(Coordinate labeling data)
-------------------------

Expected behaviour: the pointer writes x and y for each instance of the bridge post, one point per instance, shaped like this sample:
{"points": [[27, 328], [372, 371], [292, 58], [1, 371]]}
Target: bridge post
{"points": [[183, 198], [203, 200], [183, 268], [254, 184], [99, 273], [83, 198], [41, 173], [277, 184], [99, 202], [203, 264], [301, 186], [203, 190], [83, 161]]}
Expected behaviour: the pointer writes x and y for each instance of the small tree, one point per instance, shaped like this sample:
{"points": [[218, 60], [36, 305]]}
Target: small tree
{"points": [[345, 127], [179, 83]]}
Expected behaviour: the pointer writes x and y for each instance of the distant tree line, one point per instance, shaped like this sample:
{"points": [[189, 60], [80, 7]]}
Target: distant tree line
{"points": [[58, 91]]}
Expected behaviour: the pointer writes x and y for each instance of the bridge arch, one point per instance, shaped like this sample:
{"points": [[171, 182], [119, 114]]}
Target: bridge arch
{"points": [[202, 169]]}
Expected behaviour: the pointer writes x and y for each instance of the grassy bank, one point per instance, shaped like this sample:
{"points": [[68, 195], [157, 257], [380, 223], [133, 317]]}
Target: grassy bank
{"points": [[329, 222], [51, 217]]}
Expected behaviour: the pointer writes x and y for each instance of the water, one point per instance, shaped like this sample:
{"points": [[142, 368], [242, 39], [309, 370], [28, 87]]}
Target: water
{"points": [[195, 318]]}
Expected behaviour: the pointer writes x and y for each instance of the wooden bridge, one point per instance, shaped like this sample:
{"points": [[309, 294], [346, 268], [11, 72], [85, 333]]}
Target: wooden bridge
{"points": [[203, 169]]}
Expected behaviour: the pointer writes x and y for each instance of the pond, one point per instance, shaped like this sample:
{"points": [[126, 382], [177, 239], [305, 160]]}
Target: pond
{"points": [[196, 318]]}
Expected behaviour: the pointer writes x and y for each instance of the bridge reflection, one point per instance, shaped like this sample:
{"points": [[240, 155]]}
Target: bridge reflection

-------------------------

> _What the task requires_
Starting at the line with "the pond, one" and continuing through the end of the material, rewrite those lines with "pointer" replaced by "annotator" and everything else left as is.

> _Task solution_
Expected behaviour: the annotator writes x and y for each instance of the pond, one point per instance, shaped like this sample:
{"points": [[126, 382], [177, 239], [305, 160]]}
Target: pond
{"points": [[196, 318]]}
Expected behaviour: the annotator writes x and y for each instance of the bridge reflection, one point per instance, shaped like this sample:
{"points": [[240, 155]]}
Target: bridge reflection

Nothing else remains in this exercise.